Extracted text
In Level 2 dead people re-watch the memories of their lives. This is limbo, the place before Heaven – and there are hundreds of Level 2’s. But Felicia Ward is in a Level 2 with girls her own age who died around the same time she did. This is a draw-back for memory-sharing, because people gain points by sharing worthy memories with fellow Level 2 occupants, but the small pool of dead means you can’t watch memories of people who lived way back in the past, or your future, and the chances of sharing Level 2 with someone famous are slim to none, so there’s no watching the memories of a famous starlet’s life. So Felicia is, essentially, stuck in her own head – particularly fascinated with the memories of a boy called Neil, who she loved, and hopes to meet when she is finally granted entrance into Heaven.

This premise of a limbo centred on memory-watching really resonated with me. I think this is Appelhans making a rather wry and frightening commentary on how teenagers are living their virtual lives these days. I mean, could you imagine dying and being stuck with only your own memories for company? Imagine the memories teenagers today would have – it’d be all World of Warcraft flashbacks, PS3 and computer games. How dull. For what it’s worth, my memories would be filled with books, and I’m not so sure how I'd feel about that . . . though I’m glad I've travelled a bit to have those memories too. Appelhans really makes you squirm to think of the memories you’d have – and I think her depictions of this ‘pod’, memory-sharing life would ignite a few of us to get up and start living fully, if only to ensure we have worthy memories to carry us into limbo. 

The point is to keep trying new things, meeting new people, visiting new places. Once you settle into a rut, no matter how fun that rut may seem, you stagnate. You might as well be dead.

But Felicia’s looping, re-watching life is interrupted with the appearance of a boy on Level 2 – a boy from her life called Julian, who she was always attracted to and repulsed by, but holds real fascination in death for all his talk of ‘escape’, and his promise that he can take her to Neil.

What you need to do
Decide whether each statement agrees with the book review. For each, answer yes or no and quote the words of the review that settle it. 1. Felicia shares her Level 2 with girls her own age. 2. There is only one Level 2. 3. Julian promises that he can take Felicia to Neil.

Material provided

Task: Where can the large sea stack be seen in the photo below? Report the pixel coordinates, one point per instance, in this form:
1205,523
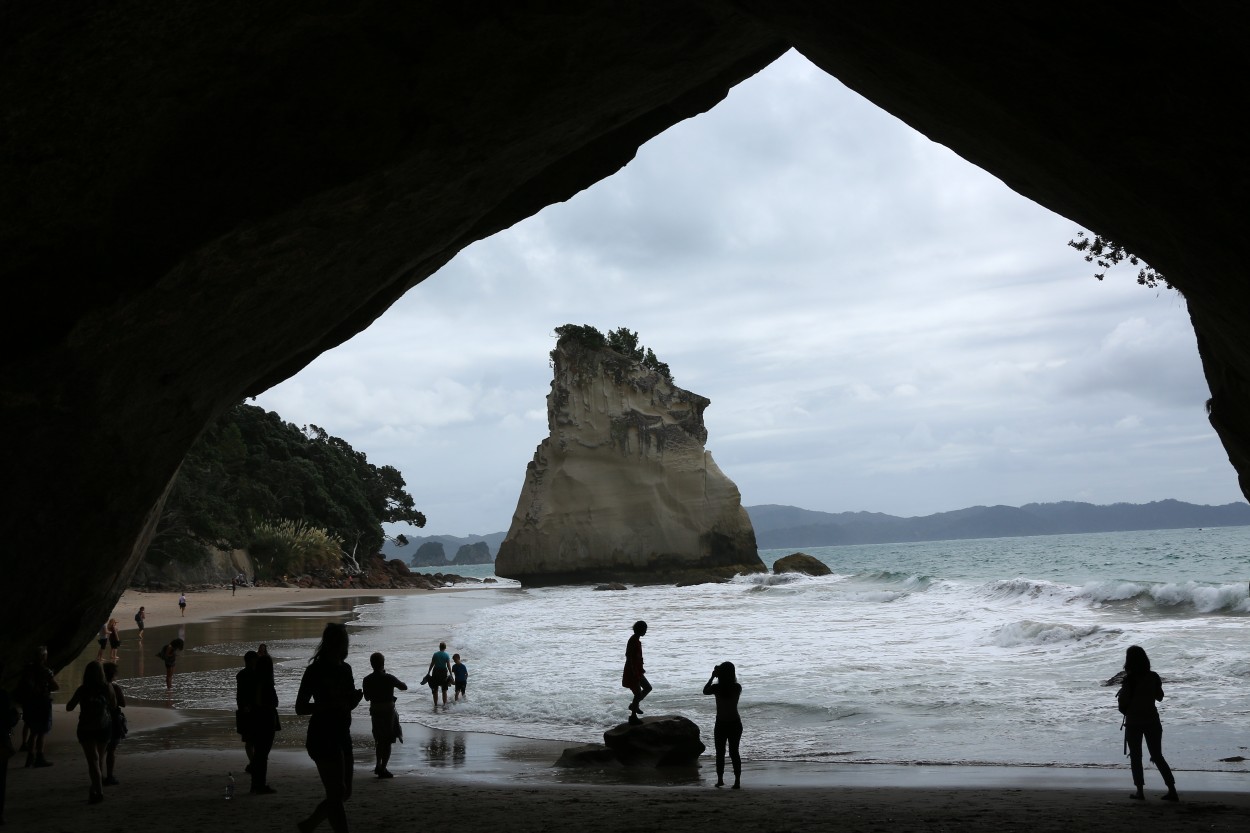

Expected answer
1. Yes: "Felicia Ward is in a Level 2 with girls her own age who died around the same time she did."
2. No: "there are hundreds of Level 2’s."
3. Yes: "his promise that he can take her to Neil."